PAGE TEXT START

Updated: 12:45 p.m. May 6, 2016.
One of the Phipps Conservatory’s most popular and pungent flowers is gearing up to bloom again this year.
The corpse flower is named “Romero” in honor of George Romero, Pittsburgh’s auteur of such zombie camp films as Night of the Living Dead and Dawn of the Dead. While no one’s sure precisely what a zombie smells like, it’s theorized that the corpse flower’s mix of rotting flesh, sweaty socks, human feces and sweet florals comes pretty close.
The flower last bloomed in 2013, and horticulturalist Laura Schoch said it’s unusual to see a corpse flower bloom again so quickly.
“Our Romero has a little bit of an ego I guess,” she said.
Phipps staff knew the flower would bloom again this year based on the shape of its growth. Every spring for three to 10 years, a corpse flower will grow into what looks like a small tree, with a bright green, spotted stem and a canopy of leaves – which is actually just one leaf with leaflets, said Schoch. It takes so much effort to produce blooms that the plant must gather energy through photosynthesis and store it in its underground bulb-like structure, called a corm, for several years before it is ready to bloom.

PAGE TEXT END
SUPPLIED ENTRIES START

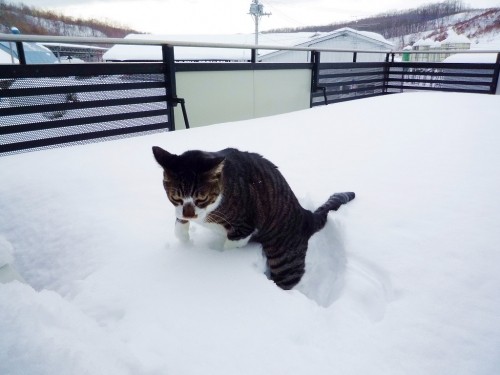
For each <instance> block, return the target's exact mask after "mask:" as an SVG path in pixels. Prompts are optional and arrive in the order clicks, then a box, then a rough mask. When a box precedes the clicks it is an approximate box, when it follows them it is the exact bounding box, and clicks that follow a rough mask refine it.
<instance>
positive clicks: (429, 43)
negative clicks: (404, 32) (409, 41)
mask: <svg viewBox="0 0 500 375" xmlns="http://www.w3.org/2000/svg"><path fill="white" fill-rule="evenodd" d="M432 43H434V42H433V41H432V39H419V40H417V41H416V42H415V43H414V44H413V47H430V46H431V45H432Z"/></svg>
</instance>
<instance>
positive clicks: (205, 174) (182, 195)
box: [153, 147, 224, 221]
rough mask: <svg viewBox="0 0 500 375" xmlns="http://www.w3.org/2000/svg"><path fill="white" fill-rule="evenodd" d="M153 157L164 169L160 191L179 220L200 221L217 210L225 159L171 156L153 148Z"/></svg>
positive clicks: (187, 154)
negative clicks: (161, 183) (165, 196)
mask: <svg viewBox="0 0 500 375" xmlns="http://www.w3.org/2000/svg"><path fill="white" fill-rule="evenodd" d="M153 154H154V156H155V159H156V161H157V162H158V163H159V164H160V165H161V166H162V167H163V187H164V188H165V191H166V193H167V196H168V199H169V200H170V202H172V204H173V205H174V206H175V208H176V209H175V210H176V212H175V213H176V217H177V218H178V219H181V220H195V221H198V220H200V221H202V220H204V219H205V217H206V216H207V215H208V214H209V213H210V212H211V211H213V210H214V209H215V208H217V206H218V205H219V203H220V201H221V199H222V168H223V166H224V158H219V157H214V156H213V155H211V154H210V153H204V152H201V151H188V152H186V153H184V154H182V155H174V154H170V153H169V152H167V151H165V150H163V149H161V148H160V147H153Z"/></svg>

SUPPLIED ENTRIES END

__PROBLEMS AND TASKS__
**a.** In the corpse flower article, copy everything from "The corpse flower is" down to "comes pretty close.", replacing "zombie" with "ghoul".
**b.** Answer these questions using the corpse flower article:
(i) In what year did the flower last bloom?
(ii) What is Laura Schoch's job?
(iii) What is the underground bulb-like structure where the plant stores energy called?
**c.** Continue the corpse flower article from the last sentence shown.

__TASK RESULTS__
**a.**
The corpse flower is named “Romero” in honor of George Romero, Pittsburgh’s auteur of such ghoul camp films as Night of the Living Dead and Dawn of the Dead. While no one’s sure precisely what a ghoul smells like, it’s theorized that the corpse flower’s mix of rotting flesh, sweaty socks, human feces and sweet florals comes pretty close.

**b.**
(i) 2013
(ii) Horticulturalist
(iii) A corm

**c.**
In the winter, the leaves rot away and Phipps staff cuts the stem down to the corm, waiting to see what shape emerges in the spring.
Schoch said this year, Romero grew into a light brown phallus shape, indicating it would bloom again. (The flower’s scientific name is amorphophallus titanium, ancient Greek for “giant misshapen phallus.”)
“When it goes into this flowering stage, it starts to grow a rapid rate until it reaches a certain size, right before it blooms,” she said.
Romero has grown about 4 inches a day for the past several days; when growth begins to slow to approximately 1 inch per day it means the flower is about to bloom.
The corpse flower blooms in two phases. The female buds, which live at the bottom of the central phallic protrusion, bloom first for about 12 hours. Then they close up and the male buds bloom for another 12 hours. All told, the blooming cycle lasts only 24-48 hours; a short time window, but long enough to attract the insects that will pollinate it and other plants and propagate the species.
“It stinks because it needs to gather from the forest the beetles and flies that actually bring pollen from other ones to fertilize the female flowers, hang in there for a day, get the male pollen that comes in the second phase, and go off and find another female in the forest,” Schoch said.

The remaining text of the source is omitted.